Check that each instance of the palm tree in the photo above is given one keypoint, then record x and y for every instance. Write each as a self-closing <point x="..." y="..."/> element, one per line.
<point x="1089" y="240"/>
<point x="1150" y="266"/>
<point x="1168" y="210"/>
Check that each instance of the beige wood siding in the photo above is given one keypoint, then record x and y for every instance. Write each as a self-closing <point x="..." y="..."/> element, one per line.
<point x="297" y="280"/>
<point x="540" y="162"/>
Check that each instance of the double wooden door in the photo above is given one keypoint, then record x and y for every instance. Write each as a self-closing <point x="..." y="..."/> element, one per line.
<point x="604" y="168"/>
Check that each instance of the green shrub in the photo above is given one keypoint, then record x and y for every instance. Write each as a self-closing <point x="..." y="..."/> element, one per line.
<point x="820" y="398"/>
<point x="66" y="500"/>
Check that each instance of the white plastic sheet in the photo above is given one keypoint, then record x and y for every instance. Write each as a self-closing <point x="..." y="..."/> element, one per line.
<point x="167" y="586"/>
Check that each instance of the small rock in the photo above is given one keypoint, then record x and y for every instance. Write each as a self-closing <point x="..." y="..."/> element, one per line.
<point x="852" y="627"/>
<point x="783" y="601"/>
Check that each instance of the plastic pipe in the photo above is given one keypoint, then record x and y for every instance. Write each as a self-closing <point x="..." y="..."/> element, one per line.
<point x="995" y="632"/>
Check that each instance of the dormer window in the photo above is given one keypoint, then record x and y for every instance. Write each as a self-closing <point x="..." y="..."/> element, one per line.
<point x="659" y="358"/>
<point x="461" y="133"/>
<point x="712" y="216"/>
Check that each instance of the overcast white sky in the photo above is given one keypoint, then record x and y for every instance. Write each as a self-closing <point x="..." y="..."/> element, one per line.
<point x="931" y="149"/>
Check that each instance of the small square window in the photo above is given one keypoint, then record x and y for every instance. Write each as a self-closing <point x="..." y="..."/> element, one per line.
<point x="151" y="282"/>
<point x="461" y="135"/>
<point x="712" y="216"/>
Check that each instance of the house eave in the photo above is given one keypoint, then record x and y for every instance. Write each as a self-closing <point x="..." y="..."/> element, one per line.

____

Give back the material above exactly as it was given.

Check that each instance of the palm tree in the photo above is given one keypoint, then record x and y for every instance. Write each as a self-closing <point x="..." y="..."/> element, one per line.
<point x="1089" y="240"/>
<point x="1150" y="266"/>
<point x="1168" y="210"/>
Check that each instance of the beige wood siding in the photo above is given one keypoint, then record x and y for every instance. Write each as a self-closing <point x="..." y="..."/> element, one per line.
<point x="297" y="280"/>
<point x="540" y="162"/>
Check that each instance of the double wooden door in the photo above is given one keypoint, then record x and y for every instance. Write each as a self-closing <point x="..." y="..."/> element, one per line.
<point x="604" y="168"/>
Check that each instance of the green shrub in the photo above is given one keypoint, then record x and y for every instance. Write each as a self-closing <point x="..." y="..."/> element, one per line.
<point x="820" y="398"/>
<point x="66" y="500"/>
Check that each instance of the white plastic sheet in the photo above is given one keypoint, then record x and y for every instance. Write each as a self-closing <point x="..." y="..."/> element, one per line.
<point x="167" y="586"/>
Check that each instance of the small rock in the photo above is given one keypoint, then record x and y for every instance. Write each as a self-closing <point x="..." y="..."/> element, one per line.
<point x="852" y="627"/>
<point x="783" y="601"/>
Check that each instance of the plastic pipe in the photo above is given one keypoint, then record x and y for every instance. Write each as a self-closing <point x="..." y="..."/> element, one per line.
<point x="995" y="632"/>
Check that each instance of the dormer window in the photo above is given one keypoint, then record x and y for every instance. Write each as a self-closing <point x="..." y="..."/> element, one per line.
<point x="659" y="358"/>
<point x="461" y="133"/>
<point x="712" y="216"/>
Check that each instance of the overcast white sky in the photo above is given one keypoint, then record x and y for every instance. Write each as a self-closing <point x="..." y="..."/> element, one per line.
<point x="931" y="149"/>
Check that each instance of the small square window in the photo above is given one keypoint, then record x and y for every instance. Write each as a self-closing <point x="..." y="..."/> element, one per line.
<point x="151" y="282"/>
<point x="461" y="135"/>
<point x="712" y="216"/>
Check that each instance of the house eave in the photo above is given one keypoint, then record x and y for every instance. Write each as a self-closing <point x="..." y="..."/> element, one per line.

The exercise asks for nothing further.